### 課題要件
以下の神仏礼拝祭事用香水についての文章では、香水を調合する際、どのような作用のある精油を骨格に用いたとされていますか？

### 課題文
══════

説明

神仏礼拝祭事用香水

【課題】神仏礼拝祭事に於いて煙を出さず、また香炉などの道具を使わずに個人のレベルで手のひらなど体温で芳香を揮散してより効果的にその場にふさわしい心理的作用と環境浄化作用を得る事ができる、携帯可能でいつでも容易に利用できる神仏礼拝祭事用香水を提供する。
【解決手段】鎮静作用、リフレッシュ作用、殺菌作用、消臭作用のある精油を骨格に用い、組み合わせて香調を整え香水を調合した。これを身体または身辺に微量附香することにより神仏礼拝祭事によりふさわしい精神形成と環境浄化をはかることができる。

【発明の詳細な説明】
【技術分野】
【0001】
本発明は、神仏礼拝祭事時において、その場にふさわしいより高い心理的作用および環境浄化作用を得ることを目的とした神仏礼拝祭事用香水に関する。
【背景技術】
【0002】
従来、神仏礼拝祭事において特定の芳香が利用されていることは身近に知られている。線香や焼香あるいは蓮の花や榊などを供えたり、また環境的に神社、仏寺には檜、杉、松、楠木などの香木が植えられ、周囲にその葉の芳香が漂うように配慮されている。また建材や調度などにもそれらの無垢の用材を多く用いるなど材の芳香が利用されている。また古代イエス・キリストの時代においても祭儀において乳香、没薬などが用いられていたことが記載されている。このように香木などの香りの持つ成分が精神の統一、集中、安定感などを生み出す心理的作用があり、また殺菌、消臭など周囲の空気を浄化する環境的作用のある理由で宗教儀式に利用されてきた。

══════

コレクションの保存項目
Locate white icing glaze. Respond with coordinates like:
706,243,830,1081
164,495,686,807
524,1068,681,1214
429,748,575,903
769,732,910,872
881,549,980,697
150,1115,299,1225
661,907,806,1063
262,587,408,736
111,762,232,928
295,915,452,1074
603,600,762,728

══════

### 解答
鎮静作用、リフレッシュ作用、殺菌作用、消臭作用のある精油です。